── Record set ──
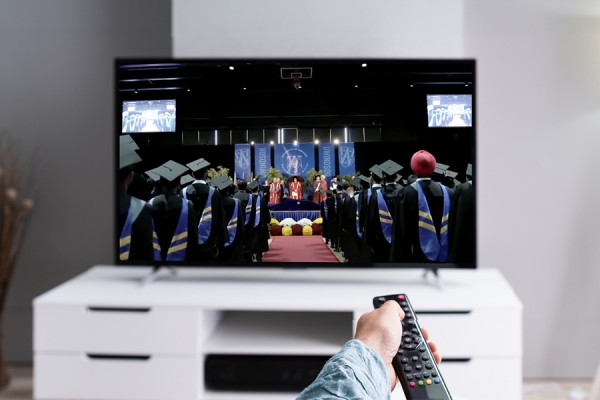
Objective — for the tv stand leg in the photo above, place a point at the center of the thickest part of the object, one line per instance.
(154, 274)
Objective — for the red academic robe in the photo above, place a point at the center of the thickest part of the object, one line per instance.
(296, 187)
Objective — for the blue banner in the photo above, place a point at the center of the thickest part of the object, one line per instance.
(242, 161)
(262, 160)
(347, 159)
(327, 159)
(294, 159)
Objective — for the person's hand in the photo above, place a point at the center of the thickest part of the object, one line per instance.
(381, 330)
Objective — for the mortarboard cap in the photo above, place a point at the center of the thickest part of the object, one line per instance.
(186, 179)
(390, 167)
(126, 141)
(469, 172)
(128, 157)
(376, 170)
(170, 170)
(198, 164)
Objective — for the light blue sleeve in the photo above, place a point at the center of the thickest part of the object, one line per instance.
(356, 372)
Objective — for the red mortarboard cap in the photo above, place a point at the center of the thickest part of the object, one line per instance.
(423, 163)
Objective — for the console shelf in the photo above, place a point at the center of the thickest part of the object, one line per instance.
(150, 342)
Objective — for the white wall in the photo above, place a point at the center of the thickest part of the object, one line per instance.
(538, 130)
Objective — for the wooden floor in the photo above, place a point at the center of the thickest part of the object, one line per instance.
(21, 386)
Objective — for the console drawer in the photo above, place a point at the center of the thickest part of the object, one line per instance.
───
> What you are asked to do
From the line containing "Objective — for the wooden" down to the last line of the material, each line is to be retyped exactly; no other lines belong in the answer.

> Written answer
Objective — for the wooden floor in the photo above, place a point at the center of the thickest part of the object, one line per instance.
(21, 386)
Objective — for the console drawer in the photo above, place a point at the center of the thickest part of the object, one line per instance.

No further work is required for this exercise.